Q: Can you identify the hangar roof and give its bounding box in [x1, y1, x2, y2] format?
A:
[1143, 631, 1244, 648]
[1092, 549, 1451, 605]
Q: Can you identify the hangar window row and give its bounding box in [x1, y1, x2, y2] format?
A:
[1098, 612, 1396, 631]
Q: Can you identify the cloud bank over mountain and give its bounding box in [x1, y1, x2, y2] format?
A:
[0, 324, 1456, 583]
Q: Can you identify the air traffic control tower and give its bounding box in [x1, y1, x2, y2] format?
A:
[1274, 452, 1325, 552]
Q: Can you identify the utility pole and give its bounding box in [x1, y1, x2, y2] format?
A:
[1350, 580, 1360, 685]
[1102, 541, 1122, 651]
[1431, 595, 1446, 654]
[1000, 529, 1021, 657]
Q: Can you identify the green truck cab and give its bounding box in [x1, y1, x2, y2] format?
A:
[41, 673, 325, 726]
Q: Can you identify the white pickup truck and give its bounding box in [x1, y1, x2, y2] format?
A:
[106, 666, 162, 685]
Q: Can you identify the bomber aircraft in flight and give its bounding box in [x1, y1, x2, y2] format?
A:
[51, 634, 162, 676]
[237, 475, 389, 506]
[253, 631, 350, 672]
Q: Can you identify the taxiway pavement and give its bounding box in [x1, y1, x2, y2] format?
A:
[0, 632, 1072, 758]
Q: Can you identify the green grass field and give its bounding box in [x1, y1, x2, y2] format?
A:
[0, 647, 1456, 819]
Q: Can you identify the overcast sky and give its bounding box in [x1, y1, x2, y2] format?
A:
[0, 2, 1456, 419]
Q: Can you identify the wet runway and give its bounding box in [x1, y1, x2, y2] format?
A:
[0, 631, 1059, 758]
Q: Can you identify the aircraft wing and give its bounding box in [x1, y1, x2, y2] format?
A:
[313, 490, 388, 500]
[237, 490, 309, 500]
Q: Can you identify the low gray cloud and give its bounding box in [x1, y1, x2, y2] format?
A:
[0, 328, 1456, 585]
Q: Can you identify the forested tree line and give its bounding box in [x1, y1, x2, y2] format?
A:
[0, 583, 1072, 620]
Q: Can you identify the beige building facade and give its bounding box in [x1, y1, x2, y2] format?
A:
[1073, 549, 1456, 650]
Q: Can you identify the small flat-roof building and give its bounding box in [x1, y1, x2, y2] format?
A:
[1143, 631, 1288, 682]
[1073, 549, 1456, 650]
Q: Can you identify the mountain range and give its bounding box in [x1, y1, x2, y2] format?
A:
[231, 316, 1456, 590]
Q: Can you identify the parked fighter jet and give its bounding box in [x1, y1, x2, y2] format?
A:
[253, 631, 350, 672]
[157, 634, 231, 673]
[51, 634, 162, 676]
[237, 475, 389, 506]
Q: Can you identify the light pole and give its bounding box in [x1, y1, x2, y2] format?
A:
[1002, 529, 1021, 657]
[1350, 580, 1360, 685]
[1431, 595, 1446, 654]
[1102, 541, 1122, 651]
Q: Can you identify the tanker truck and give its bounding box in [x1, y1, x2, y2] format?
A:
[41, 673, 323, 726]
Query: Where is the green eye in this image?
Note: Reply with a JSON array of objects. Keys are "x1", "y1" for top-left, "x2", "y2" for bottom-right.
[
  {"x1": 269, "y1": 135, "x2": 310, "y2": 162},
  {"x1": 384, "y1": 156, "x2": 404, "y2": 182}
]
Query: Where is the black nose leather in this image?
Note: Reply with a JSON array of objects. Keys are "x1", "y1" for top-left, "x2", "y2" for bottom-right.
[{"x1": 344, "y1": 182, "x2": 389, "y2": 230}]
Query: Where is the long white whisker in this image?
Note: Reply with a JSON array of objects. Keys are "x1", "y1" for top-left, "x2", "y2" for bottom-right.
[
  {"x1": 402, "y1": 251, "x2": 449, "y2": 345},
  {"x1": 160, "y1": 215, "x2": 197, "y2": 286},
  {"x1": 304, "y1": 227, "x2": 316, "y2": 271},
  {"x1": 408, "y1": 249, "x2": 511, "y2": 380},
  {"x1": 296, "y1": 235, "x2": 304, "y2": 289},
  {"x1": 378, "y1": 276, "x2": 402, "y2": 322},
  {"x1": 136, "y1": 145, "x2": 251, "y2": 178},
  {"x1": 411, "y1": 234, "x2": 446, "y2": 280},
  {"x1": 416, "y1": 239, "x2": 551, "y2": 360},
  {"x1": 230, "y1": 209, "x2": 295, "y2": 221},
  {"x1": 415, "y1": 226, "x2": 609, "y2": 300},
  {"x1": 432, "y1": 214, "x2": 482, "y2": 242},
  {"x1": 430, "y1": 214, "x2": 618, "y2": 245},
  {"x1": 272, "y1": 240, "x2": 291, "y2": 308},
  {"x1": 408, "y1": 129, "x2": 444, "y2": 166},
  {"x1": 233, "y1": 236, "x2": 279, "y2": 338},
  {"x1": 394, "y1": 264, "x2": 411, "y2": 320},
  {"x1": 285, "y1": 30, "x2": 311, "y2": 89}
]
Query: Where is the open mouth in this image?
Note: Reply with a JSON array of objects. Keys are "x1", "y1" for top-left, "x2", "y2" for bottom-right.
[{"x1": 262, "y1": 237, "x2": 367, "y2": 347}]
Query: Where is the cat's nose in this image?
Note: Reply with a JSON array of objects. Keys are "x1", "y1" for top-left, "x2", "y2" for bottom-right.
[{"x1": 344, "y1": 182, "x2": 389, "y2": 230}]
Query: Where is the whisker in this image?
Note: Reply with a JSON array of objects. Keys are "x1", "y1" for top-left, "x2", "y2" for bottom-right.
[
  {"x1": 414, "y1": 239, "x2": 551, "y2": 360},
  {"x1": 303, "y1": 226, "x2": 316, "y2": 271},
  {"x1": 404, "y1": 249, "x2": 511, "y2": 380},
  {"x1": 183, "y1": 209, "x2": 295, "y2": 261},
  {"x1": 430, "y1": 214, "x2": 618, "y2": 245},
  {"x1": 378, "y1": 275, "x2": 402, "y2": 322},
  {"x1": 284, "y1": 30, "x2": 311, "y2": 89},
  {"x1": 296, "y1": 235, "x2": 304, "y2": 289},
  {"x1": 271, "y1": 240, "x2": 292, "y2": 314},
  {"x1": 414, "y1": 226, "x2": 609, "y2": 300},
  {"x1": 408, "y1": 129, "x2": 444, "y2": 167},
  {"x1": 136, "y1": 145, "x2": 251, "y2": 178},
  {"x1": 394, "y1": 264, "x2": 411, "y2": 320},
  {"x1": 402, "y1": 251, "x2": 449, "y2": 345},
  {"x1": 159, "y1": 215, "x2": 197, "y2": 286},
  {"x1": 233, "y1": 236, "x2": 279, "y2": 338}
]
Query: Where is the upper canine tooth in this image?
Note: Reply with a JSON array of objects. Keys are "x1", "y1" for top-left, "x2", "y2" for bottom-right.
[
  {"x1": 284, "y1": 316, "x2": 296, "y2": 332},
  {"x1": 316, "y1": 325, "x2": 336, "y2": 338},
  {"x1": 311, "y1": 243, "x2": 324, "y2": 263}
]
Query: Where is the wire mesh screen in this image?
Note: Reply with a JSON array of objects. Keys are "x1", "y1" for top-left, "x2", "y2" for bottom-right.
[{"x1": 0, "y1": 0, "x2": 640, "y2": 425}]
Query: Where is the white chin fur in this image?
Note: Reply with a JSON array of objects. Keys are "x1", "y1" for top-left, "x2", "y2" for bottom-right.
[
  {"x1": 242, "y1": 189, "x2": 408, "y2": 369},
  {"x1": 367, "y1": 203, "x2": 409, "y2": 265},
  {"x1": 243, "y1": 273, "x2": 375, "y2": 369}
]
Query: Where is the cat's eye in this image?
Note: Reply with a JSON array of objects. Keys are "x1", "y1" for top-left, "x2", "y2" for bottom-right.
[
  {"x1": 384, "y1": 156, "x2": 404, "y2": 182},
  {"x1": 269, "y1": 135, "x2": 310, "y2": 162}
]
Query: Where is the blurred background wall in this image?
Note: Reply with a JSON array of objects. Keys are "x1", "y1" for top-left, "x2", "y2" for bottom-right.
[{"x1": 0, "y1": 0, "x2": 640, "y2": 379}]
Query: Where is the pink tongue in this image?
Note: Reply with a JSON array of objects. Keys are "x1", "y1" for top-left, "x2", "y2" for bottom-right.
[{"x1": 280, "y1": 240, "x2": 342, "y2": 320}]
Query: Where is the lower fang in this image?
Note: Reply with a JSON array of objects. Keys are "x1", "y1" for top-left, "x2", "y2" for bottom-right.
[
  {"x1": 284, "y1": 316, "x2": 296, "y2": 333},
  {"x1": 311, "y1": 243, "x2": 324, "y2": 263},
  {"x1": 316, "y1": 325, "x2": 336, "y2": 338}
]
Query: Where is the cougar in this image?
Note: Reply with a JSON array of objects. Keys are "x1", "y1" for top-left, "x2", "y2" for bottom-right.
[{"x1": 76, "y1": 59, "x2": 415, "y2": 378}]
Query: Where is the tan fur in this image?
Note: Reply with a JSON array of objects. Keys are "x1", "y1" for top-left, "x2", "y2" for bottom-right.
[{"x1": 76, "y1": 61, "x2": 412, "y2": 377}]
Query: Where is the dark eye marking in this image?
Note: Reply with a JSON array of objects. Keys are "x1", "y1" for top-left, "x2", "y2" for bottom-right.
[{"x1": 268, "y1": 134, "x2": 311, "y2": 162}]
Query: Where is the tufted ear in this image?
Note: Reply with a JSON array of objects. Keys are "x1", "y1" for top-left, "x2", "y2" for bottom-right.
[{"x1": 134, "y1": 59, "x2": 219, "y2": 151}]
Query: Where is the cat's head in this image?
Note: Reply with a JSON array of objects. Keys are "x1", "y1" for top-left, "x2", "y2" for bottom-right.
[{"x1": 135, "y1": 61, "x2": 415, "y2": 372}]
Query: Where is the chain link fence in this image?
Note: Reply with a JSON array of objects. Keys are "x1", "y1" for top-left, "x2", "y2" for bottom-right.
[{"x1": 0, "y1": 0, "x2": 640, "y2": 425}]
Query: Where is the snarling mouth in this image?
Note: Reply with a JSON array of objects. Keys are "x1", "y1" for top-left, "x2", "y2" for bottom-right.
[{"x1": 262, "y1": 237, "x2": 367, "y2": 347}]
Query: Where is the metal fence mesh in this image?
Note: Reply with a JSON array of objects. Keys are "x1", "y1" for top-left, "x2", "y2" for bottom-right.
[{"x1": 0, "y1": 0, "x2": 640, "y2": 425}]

******

* EXERCISE DETAILS
Recast the records from the line containing "Q: Can you identify the taxiway" through the line containing "[0, 647, 1456, 819]" as a JSON list of strings, one string per line, with blank lines left out.

* RIGHT ANSWER
[
  "Q: Can you identify the taxiway pavement and give its bounding box in [x1, y1, x2, y2] format?",
  "A:",
  "[0, 632, 1072, 758]",
  "Q: Can you identify the green grass field and give its bounding box in [x1, y1, x2, y2] format?",
  "A:",
  "[0, 647, 1456, 819]"
]